PASSAGE PROVIDED:

++++++++

Global equities stepped back from record highs on Thursday as investors studied data indicating a uptick in jobs growth for cues on the trajectory of economic recovery and inflation.

The number of Americans filing new claims for unemployment benefits dropped below 400,000 last week for the first time since the COVID-19 pandemic started more than a year ago, said the US Labor Department in a report that points to a strengthening labor market.

The US non-manufacturing activity index rebounded to 64 last month, the highest reading in the series' history, from 62.7 in April.

And oil prices rose for a third straight session.

Yet, wary investors backed away from big bets over concerns of inflation ahead of the Friday release of US jobs data, which should offer further clarity on whether the faster-than-expected pace of economic recovery can be sustained and what that might mean for monetary policy.

Gold prices extended declines on Thursday, retreating more than 1 percent as a strengthening labor market helped boost the dollar.

The euro was last down 0.59 percent, at US$1.2137, drifting away from highs scaled earlier in the week, while Europe's broad FTSEurofirst 300 index dropped 0.15 percent to 1,735.03.

++++++++

DATA SECTION:

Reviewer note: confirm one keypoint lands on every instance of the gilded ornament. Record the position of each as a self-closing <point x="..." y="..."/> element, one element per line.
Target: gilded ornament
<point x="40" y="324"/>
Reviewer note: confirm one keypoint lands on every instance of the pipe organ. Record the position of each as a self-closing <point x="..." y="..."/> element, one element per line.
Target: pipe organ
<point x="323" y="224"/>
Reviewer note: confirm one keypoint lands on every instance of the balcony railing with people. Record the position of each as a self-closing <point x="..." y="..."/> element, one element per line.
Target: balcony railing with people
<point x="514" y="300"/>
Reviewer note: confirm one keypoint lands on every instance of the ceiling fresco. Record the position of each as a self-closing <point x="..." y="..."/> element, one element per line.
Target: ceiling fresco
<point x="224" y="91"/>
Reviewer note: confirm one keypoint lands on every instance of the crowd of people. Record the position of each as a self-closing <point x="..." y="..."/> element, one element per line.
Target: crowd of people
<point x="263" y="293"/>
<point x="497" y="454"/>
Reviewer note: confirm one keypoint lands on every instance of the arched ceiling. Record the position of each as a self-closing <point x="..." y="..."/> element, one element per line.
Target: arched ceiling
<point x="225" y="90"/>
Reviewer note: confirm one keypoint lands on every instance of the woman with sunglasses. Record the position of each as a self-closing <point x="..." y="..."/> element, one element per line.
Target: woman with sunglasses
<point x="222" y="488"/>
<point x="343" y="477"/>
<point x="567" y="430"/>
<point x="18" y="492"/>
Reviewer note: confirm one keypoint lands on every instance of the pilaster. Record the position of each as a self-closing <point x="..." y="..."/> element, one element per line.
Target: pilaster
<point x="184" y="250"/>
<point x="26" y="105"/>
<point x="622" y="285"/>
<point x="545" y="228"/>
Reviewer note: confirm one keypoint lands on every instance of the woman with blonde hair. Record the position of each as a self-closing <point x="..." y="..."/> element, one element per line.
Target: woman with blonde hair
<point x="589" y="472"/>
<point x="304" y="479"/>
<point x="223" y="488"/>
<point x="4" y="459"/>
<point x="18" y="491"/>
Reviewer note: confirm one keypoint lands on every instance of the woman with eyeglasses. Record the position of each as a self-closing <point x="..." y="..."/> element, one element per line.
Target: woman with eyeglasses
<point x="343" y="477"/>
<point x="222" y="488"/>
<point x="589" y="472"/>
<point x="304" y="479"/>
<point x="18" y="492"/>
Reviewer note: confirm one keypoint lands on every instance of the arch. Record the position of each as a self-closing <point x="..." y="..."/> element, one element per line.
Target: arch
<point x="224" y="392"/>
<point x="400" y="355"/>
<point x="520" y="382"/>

++++++++

WORK TASK A: Check each statement against the market report and answer yes or no, quoting the exact words that decide it. (i) New claims for unemployment benefits fell below 400,000 last week. (ii) Oil prices fell on Thursday. (iii) Gold prices rose on Thursday.
WORK TASK B: According to the market report, what reading did the US non-manufacturing activity index reach last month?
WORK TASK C: Pick up the market report after its final sentence and keep writing it.
The lines above are separate from the market report.

EXERCISE ANSWER A:
(i) Yes: "The number of Americans filing new claims for unemployment benefits dropped below 400,000 last week for the first time since the COVID-19 pandemic started more than a year ago"
(ii) No: "And oil prices rose for a third straight session."
(iii) No: "Gold prices extended declines on Thursday, retreating more than 1 percent"

EXERCISE ANSWER B: It reached 64, the highest reading in the series' history.

EXERCISE ANSWER C:
A surge in euro zone business activity did little to improve sentiment. IHS Markit's final composite Purchasing Managers' Index (PMI) jumped to 57.1 last month from April's 53.8, its highest level since February 2018.

There was a similar pullback in Asia, with MSCI's broadest index of Asia-Pacific shares outside Japan shedding 0.44 percent, after reaching three-month highs on Wednesday.

The dollar index, which tracks the greenback versus a basket of six other currencies, rose 0.51 percent to 90.368 after falling 2 percent in April and a further 1.6 percent in May.

The MSCI world equity index, which tracks shares in 50 countries, shed 0.59 percent to 710.26.

Wall Street's main indexes opened lower on Thursday as investors weighed the influx of US economic data.

The Dow Jones Industrial Average fell 150.51 points, or 0.43 percent, to 34,449.87, the S&P 500 lost 27.33 points, or 0.65 percent, to 4,180.79 and the Nasdaq Composite dropped 153.56 points, or 1.12 percent, to 13,602.76.

While broader stock markets remain close to record highs, the momentum seen earlier in the year has ebbed as investors worry a stronger-than-expected rebound from COVID-19 means higher inflation and sooner-than-expected monetary policy tightening.

Thursday's weekly US unemployment claims report will be followed by monthly jobs numbers on Friday. Investors will be looking for signs of an economic rebound and rising inflation.

So far though, "increases in inflation expectations have coincided with equities performing well recently," said Oliver Jones, senior markets analyst at Capital Economics.

"In general, we suspect that these conditions will remain in place for a while longer."

Capital Economics forecasts that real global output will grow at the fastest rate in nearly 50 years this year.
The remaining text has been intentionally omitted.